### TRECHO DO DOCUMENTO
É o momento de nos perguntar de que família esses programas falam, será aquela família das propagandas de margarina, com papai, mamãe, casal de filhos, às vezes avós simpáticos, com as mulheres representando a mãe que cuida, traz harmonia e encara com paciência e sabedoria os conflitos e diferenças, ou a mulher, mãe chefe de família, mais pobre entre os pobres, que sofre violência doméstica, encara a jornada extensa e que o corpo não lhe pertence. Entre esses dois extremos há outras dezenas de composições familiares que aqui poderíamos citar.
É importante assinalar, como nos mostra Zaretsky (1976), que, enquanto a família foi uma unidade produtiva baseada na propriedade privada, os seus membros consideravam que a sua vida doméstica e as suas relações pessoais estavam enraizadas no trabalho mútuo. A proletarização separou a maior parte das pessoas ou famílias da posse da propriedade produtiva, fazendo prevalecer à idéia de família como domínio separado.
A rígida divisão de papéis e trabalho, opondo a esfera produtiva à esfera reprodutiva, coloca no senso comum como modelo de família “normal”, os homens como provedores e as mulheres como responsáveis pela esfera doméstica, numa composição familiar onde moram na mesma casa: pai, mãe, e preferencialmente, nos dias atuais, dois filhos. Sabemos, sem precisar recorrer a nenhum estudo mais aprofundado, que este modelo não corresponde à realidade tanto no que diz respeito aos arranjos familiares quanto ao que concerne à manutenção econômica. Nunca é demais lembrar também que o modelo estereotipado invisibiliza as situações de conflitos relacionadas à violência sexista.
Segundo Moser (1986), este modelo abstrato, estereotipado, tem como principal problema o fato de que não reconhece que a situação das “donas de casa” nas camadas mais pobres não é homogênea em termos de estrutura familiar e, mesmo que a família nuclear seja o modelo predominante, isto não implica que não coexistam outros  tipos de família. Moser chama a atenção para as famílias “encabeçadas” por mulheres. Nelas o homem está ausente, seja temporariamente (migração), seja de forma permanente (separação, morte, abandono). No nível mundial, estima-se que um terço das famílias tem a mulher como chefe do lar.
Moser nos alerta para o fato de que as condições econômicas destas mulheres variam consideravelmente, dependendo de uma diversidade de fatores como estado civil, acesso a funções remuneradas e, finalmente, a composição da unidade doméstica.
 A realidade tem mostrado que, se por um lado, cresce o número de domicílios nos quais a mulher tem papel fundamental na manutenção econômica, com ou sem a presença do marido/companheiro, por outro lado, ela ainda é na maioria das casas, a responsável pela esfera doméstica. Esta situação se agrava entre os mais pobres, pela absoluta de falta de acesso a formas de apoio como creches, escolas em período integral, sistema de saúde de qualidade, moradias dignas e demais fatores que poderiam aliviar a sobrecarga de trabalho doméstico. Estas sim poderiam ser políticas importantes de apoio às famílias e que teriam um grande impacto na vida das mulheres numa perspectiva de gênero.

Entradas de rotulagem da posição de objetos
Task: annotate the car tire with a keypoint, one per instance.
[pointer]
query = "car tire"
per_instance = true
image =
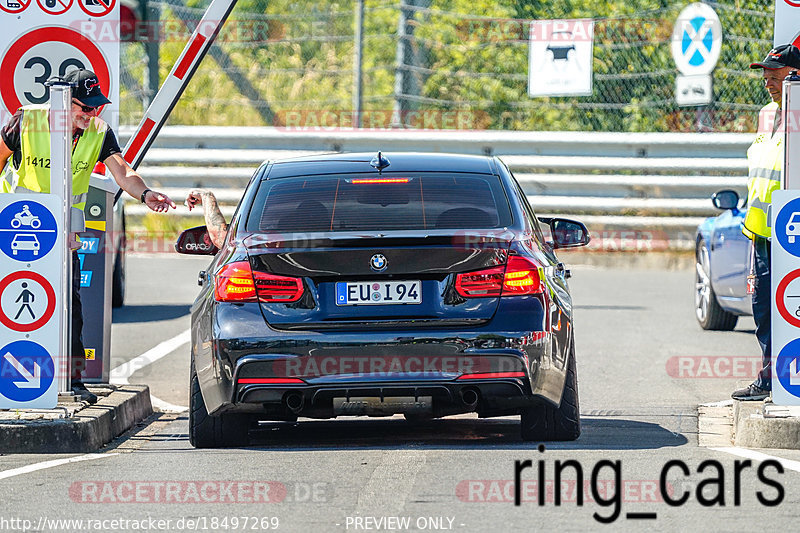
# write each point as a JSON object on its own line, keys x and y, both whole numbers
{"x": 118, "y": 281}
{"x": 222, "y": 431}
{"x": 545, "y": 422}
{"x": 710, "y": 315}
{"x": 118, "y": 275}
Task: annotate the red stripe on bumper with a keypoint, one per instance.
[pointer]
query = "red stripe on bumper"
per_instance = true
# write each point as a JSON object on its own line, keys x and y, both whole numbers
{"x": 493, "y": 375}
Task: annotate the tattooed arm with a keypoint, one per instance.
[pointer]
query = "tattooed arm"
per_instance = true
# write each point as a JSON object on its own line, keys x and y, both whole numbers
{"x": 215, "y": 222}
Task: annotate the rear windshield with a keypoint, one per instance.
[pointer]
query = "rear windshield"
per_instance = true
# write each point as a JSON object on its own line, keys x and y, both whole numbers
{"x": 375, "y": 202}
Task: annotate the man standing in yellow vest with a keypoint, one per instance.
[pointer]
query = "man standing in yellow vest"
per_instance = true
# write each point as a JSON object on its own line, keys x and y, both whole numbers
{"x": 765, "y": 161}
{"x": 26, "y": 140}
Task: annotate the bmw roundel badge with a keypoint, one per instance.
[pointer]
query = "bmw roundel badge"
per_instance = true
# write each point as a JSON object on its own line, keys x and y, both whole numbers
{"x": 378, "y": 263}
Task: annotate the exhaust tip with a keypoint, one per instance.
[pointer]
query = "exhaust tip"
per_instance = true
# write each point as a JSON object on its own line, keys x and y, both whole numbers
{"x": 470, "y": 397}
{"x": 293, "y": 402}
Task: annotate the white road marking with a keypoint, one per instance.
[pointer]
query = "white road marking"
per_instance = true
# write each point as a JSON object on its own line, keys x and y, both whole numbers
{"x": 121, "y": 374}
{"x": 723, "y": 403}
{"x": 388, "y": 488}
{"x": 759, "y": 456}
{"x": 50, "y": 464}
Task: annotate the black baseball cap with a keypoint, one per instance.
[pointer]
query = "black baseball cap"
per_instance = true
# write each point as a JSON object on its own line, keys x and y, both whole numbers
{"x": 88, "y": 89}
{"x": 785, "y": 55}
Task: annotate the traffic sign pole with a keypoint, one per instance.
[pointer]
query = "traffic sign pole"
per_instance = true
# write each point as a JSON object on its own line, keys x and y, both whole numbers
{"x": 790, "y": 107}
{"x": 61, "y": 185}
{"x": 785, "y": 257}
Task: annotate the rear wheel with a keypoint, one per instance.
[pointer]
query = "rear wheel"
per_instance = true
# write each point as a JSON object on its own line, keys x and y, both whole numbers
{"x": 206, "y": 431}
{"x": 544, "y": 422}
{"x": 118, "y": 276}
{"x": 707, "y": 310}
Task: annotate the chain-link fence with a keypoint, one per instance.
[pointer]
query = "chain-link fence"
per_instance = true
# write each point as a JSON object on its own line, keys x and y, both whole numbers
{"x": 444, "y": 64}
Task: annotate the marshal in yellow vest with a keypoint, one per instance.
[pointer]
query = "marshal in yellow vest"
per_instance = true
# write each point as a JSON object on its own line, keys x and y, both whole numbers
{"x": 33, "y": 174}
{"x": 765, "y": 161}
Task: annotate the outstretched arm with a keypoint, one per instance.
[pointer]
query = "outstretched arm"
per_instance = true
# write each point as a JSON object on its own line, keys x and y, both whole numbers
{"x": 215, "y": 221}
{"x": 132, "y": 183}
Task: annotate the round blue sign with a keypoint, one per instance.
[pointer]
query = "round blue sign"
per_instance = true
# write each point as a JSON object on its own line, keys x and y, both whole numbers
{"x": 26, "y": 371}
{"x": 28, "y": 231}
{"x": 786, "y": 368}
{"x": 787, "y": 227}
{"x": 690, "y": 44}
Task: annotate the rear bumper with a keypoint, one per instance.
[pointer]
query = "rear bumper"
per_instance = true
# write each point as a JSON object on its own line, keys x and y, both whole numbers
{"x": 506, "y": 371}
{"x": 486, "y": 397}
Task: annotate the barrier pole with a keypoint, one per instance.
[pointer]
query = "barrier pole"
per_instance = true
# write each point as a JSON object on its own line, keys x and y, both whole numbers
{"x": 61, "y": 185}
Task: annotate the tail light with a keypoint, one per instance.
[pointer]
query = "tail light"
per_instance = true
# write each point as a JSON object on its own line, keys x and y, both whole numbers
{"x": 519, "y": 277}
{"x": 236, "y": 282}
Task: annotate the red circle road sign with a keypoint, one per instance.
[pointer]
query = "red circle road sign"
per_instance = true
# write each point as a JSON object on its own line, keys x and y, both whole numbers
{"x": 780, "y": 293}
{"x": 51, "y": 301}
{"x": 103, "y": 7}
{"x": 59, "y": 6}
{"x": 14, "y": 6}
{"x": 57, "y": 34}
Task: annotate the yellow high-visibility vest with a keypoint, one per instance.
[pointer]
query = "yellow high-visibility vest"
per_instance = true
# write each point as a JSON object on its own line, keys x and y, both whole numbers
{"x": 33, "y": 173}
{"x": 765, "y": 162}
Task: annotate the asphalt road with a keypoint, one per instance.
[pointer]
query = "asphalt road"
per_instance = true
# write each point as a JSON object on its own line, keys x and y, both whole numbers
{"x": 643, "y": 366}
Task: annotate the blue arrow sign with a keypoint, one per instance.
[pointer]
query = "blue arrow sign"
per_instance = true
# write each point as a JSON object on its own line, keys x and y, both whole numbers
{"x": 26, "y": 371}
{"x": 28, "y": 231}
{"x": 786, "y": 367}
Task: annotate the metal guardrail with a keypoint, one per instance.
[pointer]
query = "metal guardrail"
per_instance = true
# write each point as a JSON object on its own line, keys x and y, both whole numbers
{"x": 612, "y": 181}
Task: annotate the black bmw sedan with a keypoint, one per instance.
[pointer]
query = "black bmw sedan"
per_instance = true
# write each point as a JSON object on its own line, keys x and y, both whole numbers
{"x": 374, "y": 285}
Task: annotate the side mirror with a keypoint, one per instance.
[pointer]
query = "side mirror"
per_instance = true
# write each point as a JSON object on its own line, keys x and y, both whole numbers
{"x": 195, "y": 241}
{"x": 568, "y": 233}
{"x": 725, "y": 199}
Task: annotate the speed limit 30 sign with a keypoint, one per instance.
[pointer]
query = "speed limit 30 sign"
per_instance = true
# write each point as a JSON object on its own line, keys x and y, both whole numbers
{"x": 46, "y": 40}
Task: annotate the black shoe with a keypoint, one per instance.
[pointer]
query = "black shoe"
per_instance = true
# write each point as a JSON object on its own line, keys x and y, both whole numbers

### TRABALHO SOLICITADO
Reproduza, sem alterações, a passagem do texto sobre modelos de família que começa em "É o momento" e termina em "aqui poderíamos citar.".

### RESOLUÇÃO DO EXERCÍCIO
É o momento de nos perguntar de que família esses programas falam, será aquela família das propagandas de margarina, com papai, mamãe, casal de filhos, às vezes avós simpáticos, com as mulheres representando a mãe que cuida, traz harmonia e encara com paciência e sabedoria os conflitos e diferenças, ou a mulher, mãe chefe de família, mais pobre entre os pobres, que sofre violência doméstica, encara a jornada extensa e que o corpo não lhe pertence. Entre esses dois extremos há outras dezenas de composições familiares que aqui poderíamos citar.